START MATERIAL PROVIDED

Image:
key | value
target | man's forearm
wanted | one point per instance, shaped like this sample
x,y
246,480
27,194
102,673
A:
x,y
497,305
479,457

END MATERIAL PROVIDED

* _WORK INSTRUCTIONS_:
Every line of the data must appear again in the answer, exactly as written.

* _TASK RESPONSE_:
Image:
key | value
target | man's forearm
wanted | one point per instance, shaped like this sample
x,y
246,480
27,194
102,673
A:
x,y
497,305
479,457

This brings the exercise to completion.